(TASK STATEMENT) Copy the lines below word for word, from the line containing "as point(128, 157)." up to and including the line containing "point(400, 92)".

(PROVIDED MATERIAL)
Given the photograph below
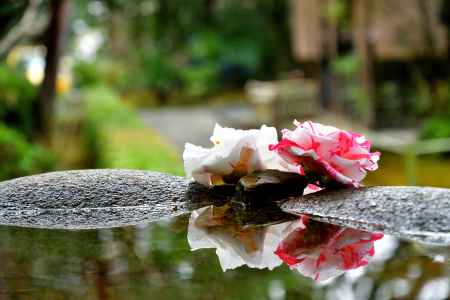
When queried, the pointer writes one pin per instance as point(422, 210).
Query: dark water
point(155, 261)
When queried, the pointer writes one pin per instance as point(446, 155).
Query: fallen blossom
point(235, 153)
point(339, 155)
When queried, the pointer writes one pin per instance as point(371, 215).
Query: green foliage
point(115, 137)
point(346, 65)
point(19, 157)
point(100, 72)
point(436, 127)
point(17, 97)
point(157, 71)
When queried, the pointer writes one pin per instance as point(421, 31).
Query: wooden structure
point(378, 30)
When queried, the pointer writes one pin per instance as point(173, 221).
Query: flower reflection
point(322, 251)
point(317, 250)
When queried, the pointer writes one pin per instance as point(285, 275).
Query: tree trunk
point(53, 43)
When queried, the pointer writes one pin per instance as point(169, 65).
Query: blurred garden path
point(195, 124)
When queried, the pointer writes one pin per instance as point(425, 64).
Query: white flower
point(235, 153)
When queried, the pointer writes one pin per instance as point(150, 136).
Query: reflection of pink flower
point(326, 150)
point(321, 250)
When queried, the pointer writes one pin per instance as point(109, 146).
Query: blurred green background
point(124, 84)
point(120, 84)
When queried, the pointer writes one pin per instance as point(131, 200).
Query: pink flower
point(340, 155)
point(321, 251)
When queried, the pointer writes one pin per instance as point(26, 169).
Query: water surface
point(155, 261)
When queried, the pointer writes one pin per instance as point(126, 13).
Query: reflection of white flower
point(236, 246)
point(235, 154)
point(322, 251)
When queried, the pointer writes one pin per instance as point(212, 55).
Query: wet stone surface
point(97, 198)
point(416, 212)
point(112, 198)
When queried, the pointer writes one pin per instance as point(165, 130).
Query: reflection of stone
point(236, 245)
point(321, 251)
point(317, 250)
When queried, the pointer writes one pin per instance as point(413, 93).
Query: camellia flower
point(235, 154)
point(339, 155)
point(321, 251)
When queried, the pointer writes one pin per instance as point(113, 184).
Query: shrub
point(19, 157)
point(436, 127)
point(17, 98)
point(116, 138)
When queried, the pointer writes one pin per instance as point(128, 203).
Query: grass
point(141, 148)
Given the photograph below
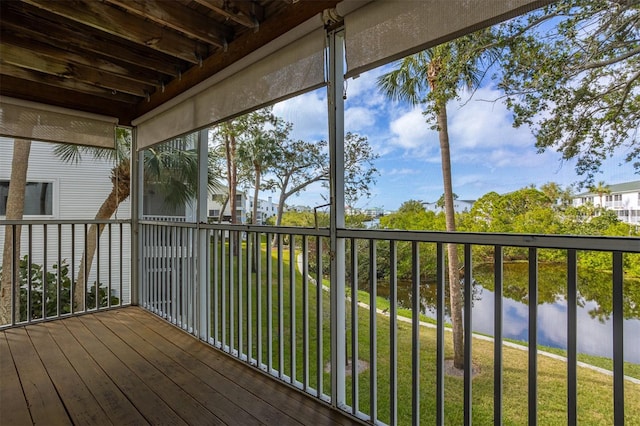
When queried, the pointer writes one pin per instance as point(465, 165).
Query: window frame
point(55, 191)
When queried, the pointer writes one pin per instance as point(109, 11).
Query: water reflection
point(594, 337)
point(595, 332)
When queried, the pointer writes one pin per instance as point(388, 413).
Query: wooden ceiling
point(123, 58)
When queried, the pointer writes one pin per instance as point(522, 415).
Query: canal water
point(595, 331)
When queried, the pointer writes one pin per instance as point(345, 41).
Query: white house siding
point(623, 198)
point(79, 190)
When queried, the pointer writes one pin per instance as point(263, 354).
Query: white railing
point(263, 295)
point(48, 278)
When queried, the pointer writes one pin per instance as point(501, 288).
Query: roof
point(633, 186)
point(123, 58)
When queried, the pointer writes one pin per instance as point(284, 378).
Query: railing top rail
point(578, 242)
point(62, 221)
point(167, 223)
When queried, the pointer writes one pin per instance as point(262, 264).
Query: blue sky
point(487, 153)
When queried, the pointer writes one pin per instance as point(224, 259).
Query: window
point(38, 198)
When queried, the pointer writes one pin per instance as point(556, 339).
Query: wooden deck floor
point(126, 366)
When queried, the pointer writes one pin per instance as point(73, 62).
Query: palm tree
point(171, 169)
point(432, 78)
point(260, 148)
point(601, 189)
point(15, 211)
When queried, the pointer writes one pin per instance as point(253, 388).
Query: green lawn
point(594, 389)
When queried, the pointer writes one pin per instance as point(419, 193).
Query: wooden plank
point(180, 18)
point(294, 403)
point(102, 17)
point(78, 400)
point(229, 401)
point(15, 410)
point(43, 46)
point(150, 405)
point(243, 15)
point(44, 403)
point(52, 95)
point(116, 405)
point(240, 47)
point(189, 409)
point(27, 20)
point(34, 60)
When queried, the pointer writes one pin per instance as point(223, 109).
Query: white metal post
point(135, 181)
point(201, 290)
point(336, 155)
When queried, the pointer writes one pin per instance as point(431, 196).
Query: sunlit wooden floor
point(127, 366)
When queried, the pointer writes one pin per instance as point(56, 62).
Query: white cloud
point(400, 172)
point(359, 118)
point(410, 131)
point(308, 113)
point(363, 90)
point(484, 122)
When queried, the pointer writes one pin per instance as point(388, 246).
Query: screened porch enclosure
point(259, 324)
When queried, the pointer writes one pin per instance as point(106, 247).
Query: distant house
point(216, 203)
point(459, 206)
point(62, 191)
point(266, 209)
point(623, 198)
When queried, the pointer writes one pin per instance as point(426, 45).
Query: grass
point(282, 340)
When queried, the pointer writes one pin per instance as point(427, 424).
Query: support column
point(202, 289)
point(135, 191)
point(337, 221)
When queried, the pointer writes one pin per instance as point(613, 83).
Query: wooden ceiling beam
point(59, 32)
point(32, 76)
point(59, 96)
point(247, 13)
point(179, 18)
point(103, 17)
point(37, 45)
point(29, 59)
point(242, 46)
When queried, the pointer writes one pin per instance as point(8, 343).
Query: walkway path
point(480, 336)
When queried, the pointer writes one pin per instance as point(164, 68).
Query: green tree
point(302, 163)
point(412, 216)
point(572, 73)
point(260, 148)
point(168, 167)
point(601, 189)
point(432, 78)
point(15, 211)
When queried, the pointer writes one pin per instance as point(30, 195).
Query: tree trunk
point(15, 211)
point(120, 192)
point(254, 216)
point(455, 292)
point(254, 211)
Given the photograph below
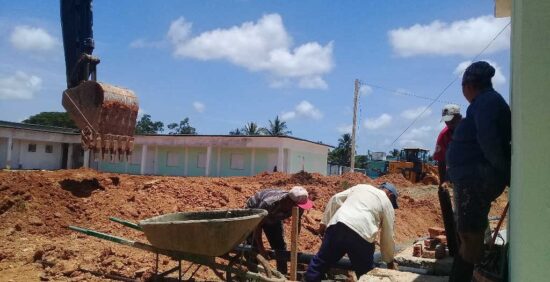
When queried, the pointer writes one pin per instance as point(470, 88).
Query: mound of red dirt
point(37, 206)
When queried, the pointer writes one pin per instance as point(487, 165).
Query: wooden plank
point(294, 243)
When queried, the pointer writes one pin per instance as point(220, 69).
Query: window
point(136, 156)
point(32, 148)
point(201, 160)
point(237, 161)
point(172, 159)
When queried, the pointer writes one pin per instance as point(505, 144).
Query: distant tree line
point(277, 127)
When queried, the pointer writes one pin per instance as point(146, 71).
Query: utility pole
point(355, 97)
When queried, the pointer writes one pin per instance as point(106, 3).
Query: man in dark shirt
point(478, 163)
point(279, 204)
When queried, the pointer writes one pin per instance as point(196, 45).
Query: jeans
point(275, 236)
point(339, 240)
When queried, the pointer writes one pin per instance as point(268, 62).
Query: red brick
point(442, 239)
point(436, 231)
point(428, 254)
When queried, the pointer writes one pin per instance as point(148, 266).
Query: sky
point(226, 63)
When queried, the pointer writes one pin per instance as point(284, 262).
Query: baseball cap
point(449, 111)
point(299, 195)
point(388, 186)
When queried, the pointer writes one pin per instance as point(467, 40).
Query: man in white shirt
point(353, 218)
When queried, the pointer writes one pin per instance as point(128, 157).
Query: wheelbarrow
point(199, 238)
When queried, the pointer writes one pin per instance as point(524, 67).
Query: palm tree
point(344, 141)
point(252, 128)
point(277, 128)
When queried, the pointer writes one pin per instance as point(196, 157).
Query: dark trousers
point(474, 190)
point(275, 236)
point(338, 241)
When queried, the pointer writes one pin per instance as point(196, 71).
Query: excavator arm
point(105, 114)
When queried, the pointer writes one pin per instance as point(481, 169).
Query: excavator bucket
point(106, 116)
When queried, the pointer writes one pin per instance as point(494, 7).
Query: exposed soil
point(37, 206)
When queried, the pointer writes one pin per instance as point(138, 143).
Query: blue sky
point(225, 63)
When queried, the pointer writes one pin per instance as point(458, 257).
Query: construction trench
point(37, 208)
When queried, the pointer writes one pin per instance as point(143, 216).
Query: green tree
point(147, 126)
point(182, 128)
point(394, 153)
point(252, 128)
point(341, 155)
point(277, 128)
point(59, 119)
point(236, 131)
point(361, 161)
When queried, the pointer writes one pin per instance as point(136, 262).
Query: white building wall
point(3, 152)
point(39, 159)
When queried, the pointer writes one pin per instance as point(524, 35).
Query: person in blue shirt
point(478, 164)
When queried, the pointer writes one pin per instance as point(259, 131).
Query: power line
point(449, 85)
point(400, 92)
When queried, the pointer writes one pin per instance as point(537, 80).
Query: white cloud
point(365, 90)
point(262, 46)
point(144, 43)
point(498, 80)
point(415, 137)
point(141, 112)
point(303, 109)
point(199, 107)
point(464, 37)
point(19, 86)
point(378, 123)
point(413, 113)
point(345, 128)
point(29, 38)
point(288, 115)
point(179, 31)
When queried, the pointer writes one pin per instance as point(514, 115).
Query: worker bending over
point(279, 204)
point(353, 218)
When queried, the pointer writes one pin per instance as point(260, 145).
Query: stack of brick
point(434, 247)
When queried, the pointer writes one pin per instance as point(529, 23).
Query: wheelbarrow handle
point(126, 223)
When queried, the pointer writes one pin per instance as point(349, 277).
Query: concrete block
point(430, 265)
point(442, 239)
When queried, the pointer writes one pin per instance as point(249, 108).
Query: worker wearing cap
point(478, 164)
point(279, 204)
point(353, 219)
point(452, 117)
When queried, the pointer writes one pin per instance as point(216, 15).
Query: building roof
point(239, 136)
point(36, 127)
point(72, 131)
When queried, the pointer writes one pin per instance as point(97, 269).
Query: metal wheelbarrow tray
point(208, 233)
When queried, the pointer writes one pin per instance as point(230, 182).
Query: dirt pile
point(395, 178)
point(37, 206)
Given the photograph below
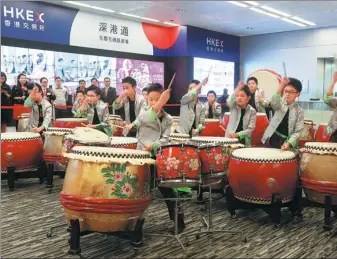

(FINAL ANSWER)
When queried, the pointer writes one pin per instance as point(128, 157).
Query: wheelbarrow
point(199, 238)
When queried, the pointer writes one pin per instance as point(524, 67).
Query: palm tree
point(344, 141)
point(252, 128)
point(277, 128)
When queried, the pointer writes one pin per instance as point(196, 157).
Query: dark trousers
point(474, 190)
point(275, 236)
point(338, 241)
When queried, the pointer writes one pin per instance as point(196, 71).
Query: excavator arm
point(105, 114)
When queried, the pointer writes one pin per instance as point(481, 169).
Query: excavator bucket
point(106, 116)
When queried, the pointer writes one pin per instance as point(494, 7).
Query: exposed soil
point(37, 206)
When queried, the pointer writes one pin per instance as point(138, 143).
Query: blue sky
point(225, 63)
When queried, the pointer writes one pin per instance as point(458, 257).
Query: construction trench
point(37, 208)
When queried, the pointer writes one pin per instance as point(143, 216).
Query: green tree
point(147, 126)
point(182, 128)
point(394, 153)
point(252, 128)
point(341, 155)
point(277, 128)
point(59, 119)
point(236, 131)
point(361, 161)
When queried, the pointer writes one pin per instance as point(136, 262).
Query: white building wall
point(3, 152)
point(39, 159)
When queried, the pointer writes one pin per instance as point(524, 35).
Query: person in blue shirt
point(478, 164)
When queried, the pointer writes one pin per instance as point(259, 131).
Query: power line
point(449, 85)
point(400, 92)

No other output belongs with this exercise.